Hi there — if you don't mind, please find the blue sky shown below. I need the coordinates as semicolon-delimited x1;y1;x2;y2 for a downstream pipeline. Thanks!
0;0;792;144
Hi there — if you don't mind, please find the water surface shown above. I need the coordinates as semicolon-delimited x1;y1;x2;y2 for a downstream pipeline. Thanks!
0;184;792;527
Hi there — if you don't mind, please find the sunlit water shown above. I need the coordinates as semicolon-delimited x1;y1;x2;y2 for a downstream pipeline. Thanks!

------------------------------------------------------------

→ **Problem requirements**
Every entry should be reproduced word for word.

→ **Exercise result**
Hi there — if you don't mind, please find the blue sky shown below. I need the coordinates as semicolon-delimited x1;y1;x2;y2 for a downstream pipeline. Thanks!
0;0;792;144
Hi there — if you don't mind, please find the water surface shown above. I need the coordinates as semicolon-delimited x1;y1;x2;y2 for a downstream pipeline. Thanks!
0;184;792;527
Hi there — if you don't mind, please find the sunlit water shown above. I need the coordinates as semicolon-delimited x1;y1;x2;y2 for a downstream pipeline. Thanks!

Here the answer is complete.